* [How to complete this task]
Every single entry that follows must be copied exactly.

* [Extracted data entries]

================

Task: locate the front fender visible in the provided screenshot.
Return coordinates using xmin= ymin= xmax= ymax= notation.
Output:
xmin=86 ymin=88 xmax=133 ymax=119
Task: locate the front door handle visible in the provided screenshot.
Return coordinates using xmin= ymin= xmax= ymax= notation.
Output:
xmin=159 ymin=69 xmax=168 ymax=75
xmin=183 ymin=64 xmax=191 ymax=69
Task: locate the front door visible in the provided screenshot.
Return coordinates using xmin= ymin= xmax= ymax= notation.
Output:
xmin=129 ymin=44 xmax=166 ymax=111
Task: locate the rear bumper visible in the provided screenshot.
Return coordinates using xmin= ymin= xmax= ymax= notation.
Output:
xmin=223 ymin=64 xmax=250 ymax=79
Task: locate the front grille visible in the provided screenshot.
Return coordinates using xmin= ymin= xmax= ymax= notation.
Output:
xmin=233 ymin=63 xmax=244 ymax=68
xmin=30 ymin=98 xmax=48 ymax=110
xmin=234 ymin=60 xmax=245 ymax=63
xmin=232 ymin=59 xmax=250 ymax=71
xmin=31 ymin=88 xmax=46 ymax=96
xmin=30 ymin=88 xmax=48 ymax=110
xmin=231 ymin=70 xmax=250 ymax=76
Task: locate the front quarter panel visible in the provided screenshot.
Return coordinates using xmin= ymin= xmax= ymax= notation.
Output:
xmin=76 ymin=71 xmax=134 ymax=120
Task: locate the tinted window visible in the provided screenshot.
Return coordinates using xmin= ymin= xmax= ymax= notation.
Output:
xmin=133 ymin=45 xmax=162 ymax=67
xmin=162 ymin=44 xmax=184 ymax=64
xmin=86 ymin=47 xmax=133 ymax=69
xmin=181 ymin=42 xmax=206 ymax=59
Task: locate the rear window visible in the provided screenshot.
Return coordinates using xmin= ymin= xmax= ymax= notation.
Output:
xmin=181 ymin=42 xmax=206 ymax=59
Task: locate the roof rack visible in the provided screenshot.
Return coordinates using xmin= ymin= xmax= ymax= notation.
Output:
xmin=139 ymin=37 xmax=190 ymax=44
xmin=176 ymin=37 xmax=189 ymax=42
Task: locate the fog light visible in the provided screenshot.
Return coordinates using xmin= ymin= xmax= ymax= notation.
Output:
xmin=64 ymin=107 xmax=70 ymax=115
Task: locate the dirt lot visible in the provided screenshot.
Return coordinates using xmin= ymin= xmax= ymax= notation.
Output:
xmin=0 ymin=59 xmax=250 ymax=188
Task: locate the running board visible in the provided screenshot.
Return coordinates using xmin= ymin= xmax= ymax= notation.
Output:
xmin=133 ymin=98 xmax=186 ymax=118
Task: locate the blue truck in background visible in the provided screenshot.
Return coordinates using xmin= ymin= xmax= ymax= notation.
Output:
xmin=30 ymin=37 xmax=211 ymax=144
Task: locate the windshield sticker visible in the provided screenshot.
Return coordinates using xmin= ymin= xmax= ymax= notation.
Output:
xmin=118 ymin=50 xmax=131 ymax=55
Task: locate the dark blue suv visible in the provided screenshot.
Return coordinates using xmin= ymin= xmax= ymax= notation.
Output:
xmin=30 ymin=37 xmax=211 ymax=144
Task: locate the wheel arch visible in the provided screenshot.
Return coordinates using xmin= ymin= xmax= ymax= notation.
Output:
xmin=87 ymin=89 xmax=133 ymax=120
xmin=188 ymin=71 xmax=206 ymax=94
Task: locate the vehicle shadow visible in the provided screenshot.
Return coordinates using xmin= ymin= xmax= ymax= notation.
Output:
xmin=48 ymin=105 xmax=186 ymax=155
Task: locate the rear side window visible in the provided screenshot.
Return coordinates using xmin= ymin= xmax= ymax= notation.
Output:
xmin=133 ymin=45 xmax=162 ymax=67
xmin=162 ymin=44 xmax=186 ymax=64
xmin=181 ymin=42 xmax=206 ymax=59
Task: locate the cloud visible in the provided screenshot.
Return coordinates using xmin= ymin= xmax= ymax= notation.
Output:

================

* [Solution to this task]
Task: locate the front fender visible in the provided screenshot.
Return coordinates using xmin= ymin= xmax= ymax= notation.
Output:
xmin=86 ymin=88 xmax=133 ymax=119
Task: locate the front door handle visible in the provided screenshot.
Return coordinates using xmin= ymin= xmax= ymax= notation.
Output:
xmin=159 ymin=69 xmax=168 ymax=75
xmin=183 ymin=64 xmax=191 ymax=69
Task: locate the front door visible in the provided screenshot.
Return coordinates using xmin= ymin= xmax= ymax= notation.
Output:
xmin=129 ymin=44 xmax=166 ymax=111
Task: locate the rear bumper visible in the provided screenshot.
Return coordinates using xmin= ymin= xmax= ymax= notation.
Output:
xmin=223 ymin=64 xmax=250 ymax=79
Task: locate the front grille visible in the provided screenshot.
Return coordinates using xmin= ymin= xmax= ymax= notation.
Output:
xmin=233 ymin=63 xmax=244 ymax=68
xmin=30 ymin=98 xmax=48 ymax=110
xmin=234 ymin=60 xmax=245 ymax=63
xmin=232 ymin=59 xmax=250 ymax=71
xmin=31 ymin=88 xmax=46 ymax=96
xmin=30 ymin=88 xmax=48 ymax=110
xmin=231 ymin=70 xmax=250 ymax=76
Task: locate the front quarter panel visible in the provided screenshot.
Return coordinates using xmin= ymin= xmax= ymax= notation.
Output:
xmin=76 ymin=71 xmax=134 ymax=120
Task: locate the tinted window visible in the provided screenshot.
Return coordinates using xmin= ymin= xmax= ymax= notation.
Output:
xmin=133 ymin=45 xmax=162 ymax=67
xmin=162 ymin=44 xmax=184 ymax=64
xmin=86 ymin=47 xmax=133 ymax=69
xmin=181 ymin=42 xmax=206 ymax=59
Task: locate the rear window visible in the provided screenshot.
Return coordinates using xmin= ymin= xmax= ymax= notation.
Output:
xmin=181 ymin=42 xmax=206 ymax=59
Task: locate the roof rack visible in the provided screenshot.
Return coordinates using xmin= ymin= xmax= ymax= notation.
Output:
xmin=139 ymin=37 xmax=190 ymax=44
xmin=176 ymin=37 xmax=189 ymax=42
Task: locate the fog light visible in the provided screenshot.
Return coordinates using xmin= ymin= xmax= ymax= notation.
Output:
xmin=64 ymin=107 xmax=70 ymax=115
Task: locate the dirt lot visible in the provided screenshot.
Return coordinates using xmin= ymin= xmax= ymax= notation.
Output:
xmin=0 ymin=59 xmax=250 ymax=188
Task: locate the running board visible in the provided screenshot.
Return coordinates using xmin= ymin= xmax= ymax= notation.
Output:
xmin=133 ymin=98 xmax=186 ymax=118
Task: locate the blue truck in background visible in the provided screenshot.
Return coordinates using xmin= ymin= xmax= ymax= notation.
Output:
xmin=30 ymin=37 xmax=211 ymax=144
Task: locate the windshield sticker visible in the provided screenshot.
Return coordinates using xmin= ymin= xmax= ymax= notation.
Output:
xmin=118 ymin=50 xmax=131 ymax=55
Task: locate the dark blue suv visible in the provided screenshot.
Return coordinates using xmin= ymin= xmax= ymax= notation.
Output:
xmin=30 ymin=37 xmax=211 ymax=144
Task: locate the wheel arch visible in the provided screenshot.
Return coordinates using xmin= ymin= xmax= ymax= notation.
Output:
xmin=87 ymin=89 xmax=133 ymax=120
xmin=188 ymin=71 xmax=206 ymax=94
Task: locate the vehicle shadow visible in the provided screenshot.
Return coordinates using xmin= ymin= xmax= ymax= notation.
Output:
xmin=48 ymin=105 xmax=186 ymax=155
Task: locate the rear side window visible in the provided screenshot.
Return coordinates using xmin= ymin= xmax= ymax= notation.
Output:
xmin=133 ymin=45 xmax=162 ymax=67
xmin=162 ymin=44 xmax=186 ymax=64
xmin=181 ymin=42 xmax=206 ymax=59
Task: locate the cloud visible in the provided screenshot.
Return coordinates using xmin= ymin= xmax= ymax= notation.
Output:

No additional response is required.